Task to carry out>
Reproduce every one of the entries below word for word, leaving out the pictures.
○ ○ ○ ○ ○
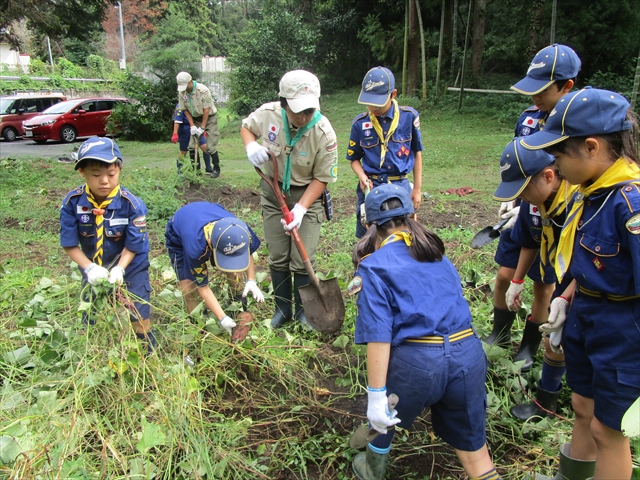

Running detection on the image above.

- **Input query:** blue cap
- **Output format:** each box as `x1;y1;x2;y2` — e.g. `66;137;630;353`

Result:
493;138;554;202
211;217;251;272
358;67;396;107
520;87;631;150
364;183;413;225
75;137;122;170
511;43;582;95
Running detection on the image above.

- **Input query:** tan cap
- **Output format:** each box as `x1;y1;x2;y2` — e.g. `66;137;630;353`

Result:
176;72;191;92
278;70;320;113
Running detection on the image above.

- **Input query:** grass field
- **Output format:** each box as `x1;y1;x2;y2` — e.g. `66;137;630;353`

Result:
0;91;639;480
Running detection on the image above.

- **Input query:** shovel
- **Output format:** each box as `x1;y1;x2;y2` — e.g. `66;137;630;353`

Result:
255;152;345;334
471;218;509;248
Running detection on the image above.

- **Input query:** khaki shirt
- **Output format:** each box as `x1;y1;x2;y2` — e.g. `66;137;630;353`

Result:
178;81;217;118
242;102;338;187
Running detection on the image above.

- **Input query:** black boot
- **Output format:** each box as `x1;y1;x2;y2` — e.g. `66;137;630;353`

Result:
293;273;313;330
513;315;542;372
482;307;516;348
211;152;220;178
271;269;293;328
511;381;562;421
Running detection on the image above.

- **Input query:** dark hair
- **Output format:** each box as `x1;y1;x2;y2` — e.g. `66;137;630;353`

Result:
545;108;640;164
351;198;445;268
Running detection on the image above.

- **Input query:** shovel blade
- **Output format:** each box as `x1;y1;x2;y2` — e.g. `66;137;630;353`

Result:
298;278;345;334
○ ○ ○ ○ ○
Correct answer>
Running detection on the image above.

- **Input query:** blue cap
- **Output format:** each box as `x1;y1;x2;y2` — e.g. `66;137;630;353`

Result:
493;138;554;202
211;217;251;272
358;67;396;107
520;87;631;150
364;183;413;225
75;137;122;170
511;43;582;95
Running detection on the image above.

- **Input query:** tan cap
- **Output format:** each box as `x1;y1;x2;y2` — e.g. `66;137;630;353`

Result:
176;72;191;92
278;70;320;113
Running detection on the image above.

- **Input query:** grass field
- **Output format:** each box as `x1;y1;x2;y2` — e.g. `66;137;630;353`

Result:
0;91;639;480
Running detection on the image above.

- **Input query:** shovel
- **Output format:** each box as `x1;y1;x2;y2` — e.g. `66;137;630;353`

Result:
255;152;345;334
471;218;509;248
Running detection on the image above.

- **Input query:** khaki shirt
- **Output format:** each box as `x1;y1;x2;y2` — e.g. `66;137;630;353`

Result:
178;81;217;118
242;102;338;187
Running detection on the image above.

- **Input query:** black boot
- **Output format:** each box as `x1;y1;x2;y2` — e.g. `66;137;630;353`

Result:
293;273;313;330
513;315;542;372
482;307;516;348
211;152;220;178
271;269;293;328
511;381;562;421
Running detection on the image above.

- **Input query:** dark hair
- **Output format:** each box as `x1;y1;x2;y2` — e.g. `66;137;630;353`

Result:
545;108;640;164
351;198;445;268
Running detection on the image above.

- **Input query:** shovel blade
- **Output format:** each box as `x1;y1;x2;y2` — e.g. `66;137;630;353`

Result:
298;278;345;334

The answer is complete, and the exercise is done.